• GOAL OF THE EXERCISE: Return every line in the records below that contains the string "grass". Treat uppercase and lowercase letters as distinct.

• GIVEN RECORDS:
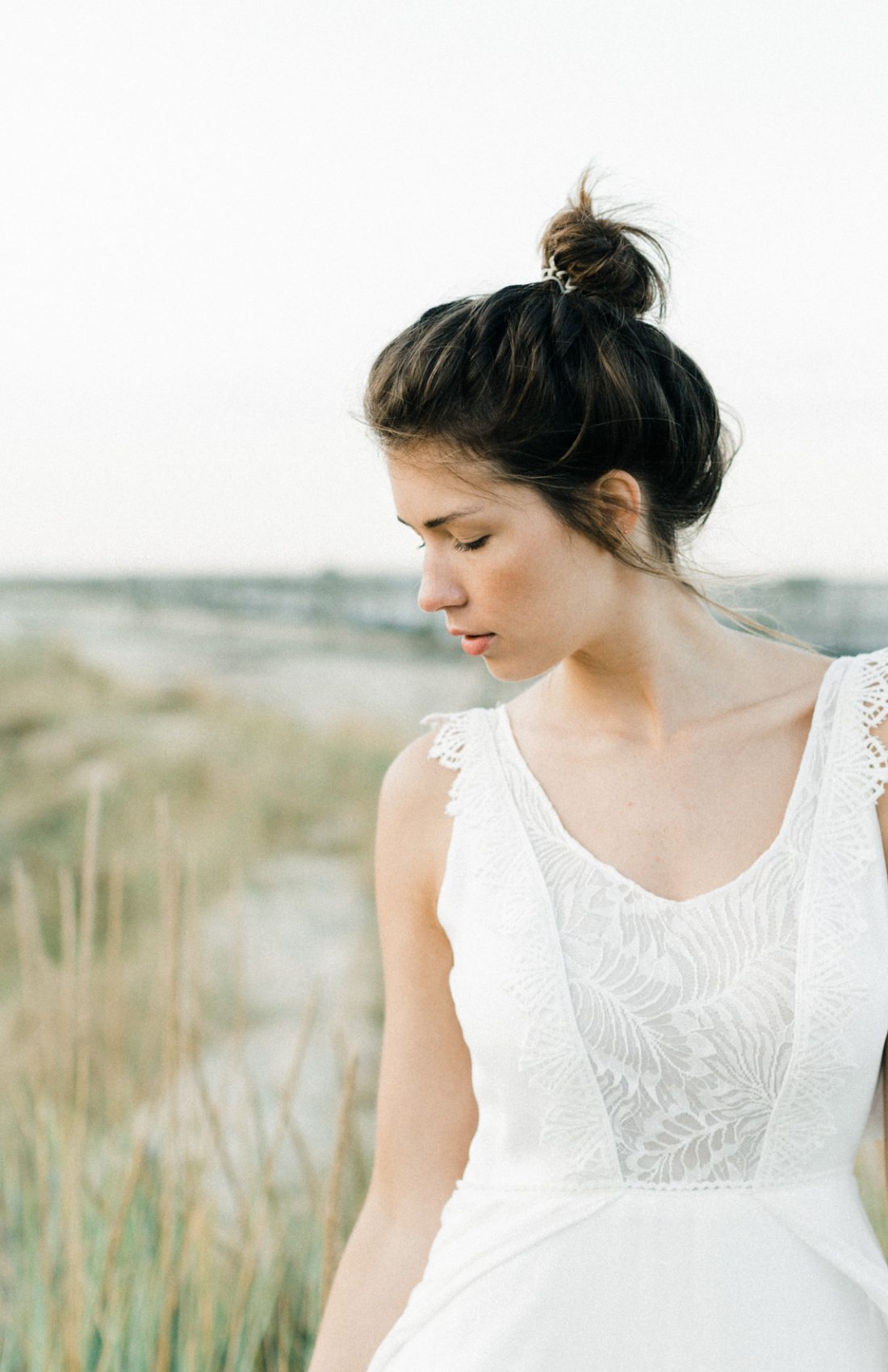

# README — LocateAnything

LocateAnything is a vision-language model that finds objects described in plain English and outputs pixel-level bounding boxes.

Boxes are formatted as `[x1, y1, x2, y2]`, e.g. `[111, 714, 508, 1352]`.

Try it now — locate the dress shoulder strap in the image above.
[420, 705, 492, 817]
[835, 647, 888, 809]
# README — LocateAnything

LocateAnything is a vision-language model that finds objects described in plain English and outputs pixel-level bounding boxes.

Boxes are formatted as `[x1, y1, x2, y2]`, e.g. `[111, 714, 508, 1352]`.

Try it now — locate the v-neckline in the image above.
[494, 655, 847, 908]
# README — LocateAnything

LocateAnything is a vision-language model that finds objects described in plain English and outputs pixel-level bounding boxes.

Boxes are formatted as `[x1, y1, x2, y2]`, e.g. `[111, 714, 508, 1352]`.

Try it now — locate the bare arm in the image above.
[309, 734, 478, 1372]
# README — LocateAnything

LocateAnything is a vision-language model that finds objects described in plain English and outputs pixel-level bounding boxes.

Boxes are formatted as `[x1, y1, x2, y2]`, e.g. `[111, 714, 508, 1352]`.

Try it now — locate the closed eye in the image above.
[416, 533, 490, 553]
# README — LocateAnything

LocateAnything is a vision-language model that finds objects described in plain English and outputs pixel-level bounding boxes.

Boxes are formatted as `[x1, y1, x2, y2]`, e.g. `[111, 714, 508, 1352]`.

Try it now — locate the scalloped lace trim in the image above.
[760, 647, 888, 1182]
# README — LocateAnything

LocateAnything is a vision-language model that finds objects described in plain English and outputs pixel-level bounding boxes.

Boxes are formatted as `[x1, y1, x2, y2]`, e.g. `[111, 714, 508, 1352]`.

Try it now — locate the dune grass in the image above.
[0, 784, 367, 1372]
[0, 643, 396, 1372]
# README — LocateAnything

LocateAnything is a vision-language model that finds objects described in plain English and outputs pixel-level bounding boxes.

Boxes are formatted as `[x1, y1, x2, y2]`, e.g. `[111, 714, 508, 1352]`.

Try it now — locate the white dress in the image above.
[368, 647, 888, 1372]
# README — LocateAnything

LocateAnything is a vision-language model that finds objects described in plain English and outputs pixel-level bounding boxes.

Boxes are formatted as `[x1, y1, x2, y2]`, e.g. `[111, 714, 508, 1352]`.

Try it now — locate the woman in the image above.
[310, 165, 888, 1372]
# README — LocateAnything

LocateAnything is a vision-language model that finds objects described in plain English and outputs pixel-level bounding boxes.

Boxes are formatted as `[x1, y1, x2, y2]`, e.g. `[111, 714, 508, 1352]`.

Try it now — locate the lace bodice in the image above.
[423, 649, 888, 1188]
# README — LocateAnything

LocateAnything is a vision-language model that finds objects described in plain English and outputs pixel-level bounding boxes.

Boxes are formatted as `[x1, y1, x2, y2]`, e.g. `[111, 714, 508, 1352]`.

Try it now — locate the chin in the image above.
[482, 656, 556, 682]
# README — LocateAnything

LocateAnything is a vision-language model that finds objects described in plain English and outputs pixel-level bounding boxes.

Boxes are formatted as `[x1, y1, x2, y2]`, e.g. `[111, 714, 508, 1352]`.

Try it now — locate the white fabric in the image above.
[368, 647, 888, 1372]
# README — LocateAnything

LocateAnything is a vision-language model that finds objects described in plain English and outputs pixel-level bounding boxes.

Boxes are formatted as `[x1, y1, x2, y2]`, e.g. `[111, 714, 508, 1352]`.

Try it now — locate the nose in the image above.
[416, 560, 465, 615]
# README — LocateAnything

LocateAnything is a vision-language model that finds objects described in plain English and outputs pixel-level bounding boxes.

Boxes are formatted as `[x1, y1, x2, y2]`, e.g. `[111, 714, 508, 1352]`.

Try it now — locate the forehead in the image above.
[386, 453, 524, 523]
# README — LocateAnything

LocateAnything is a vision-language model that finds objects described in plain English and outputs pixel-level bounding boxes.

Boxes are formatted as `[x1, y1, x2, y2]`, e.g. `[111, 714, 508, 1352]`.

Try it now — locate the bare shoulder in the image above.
[376, 729, 454, 908]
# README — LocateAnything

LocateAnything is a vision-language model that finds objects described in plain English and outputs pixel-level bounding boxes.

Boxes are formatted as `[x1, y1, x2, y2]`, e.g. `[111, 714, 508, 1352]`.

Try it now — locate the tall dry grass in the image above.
[0, 778, 367, 1372]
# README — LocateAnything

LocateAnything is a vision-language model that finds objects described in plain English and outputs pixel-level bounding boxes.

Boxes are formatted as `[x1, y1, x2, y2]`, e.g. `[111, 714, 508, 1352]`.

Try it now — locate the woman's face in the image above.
[387, 454, 639, 680]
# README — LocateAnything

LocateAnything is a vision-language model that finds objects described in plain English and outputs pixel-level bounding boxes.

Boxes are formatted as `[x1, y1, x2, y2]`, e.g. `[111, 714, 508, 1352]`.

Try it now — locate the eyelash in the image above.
[416, 533, 490, 553]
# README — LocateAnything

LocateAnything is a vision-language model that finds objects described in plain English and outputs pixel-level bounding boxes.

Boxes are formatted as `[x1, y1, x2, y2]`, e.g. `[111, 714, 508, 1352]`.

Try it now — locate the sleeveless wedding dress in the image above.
[368, 647, 888, 1372]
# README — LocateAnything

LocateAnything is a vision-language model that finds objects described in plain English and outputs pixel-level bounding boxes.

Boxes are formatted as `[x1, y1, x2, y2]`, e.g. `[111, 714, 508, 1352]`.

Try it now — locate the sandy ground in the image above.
[0, 588, 526, 1219]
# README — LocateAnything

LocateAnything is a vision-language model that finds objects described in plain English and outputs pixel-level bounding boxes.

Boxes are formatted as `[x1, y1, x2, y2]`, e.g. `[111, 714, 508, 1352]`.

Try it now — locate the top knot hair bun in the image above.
[539, 167, 668, 318]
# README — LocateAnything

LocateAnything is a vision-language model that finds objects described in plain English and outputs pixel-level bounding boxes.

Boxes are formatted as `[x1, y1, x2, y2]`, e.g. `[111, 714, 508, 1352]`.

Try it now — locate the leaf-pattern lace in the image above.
[423, 649, 888, 1188]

• ANSWER FOR THE TASK:
Try it now — locate the dune grass in the image above.
Try it now — locate the tall dry grass in the image above.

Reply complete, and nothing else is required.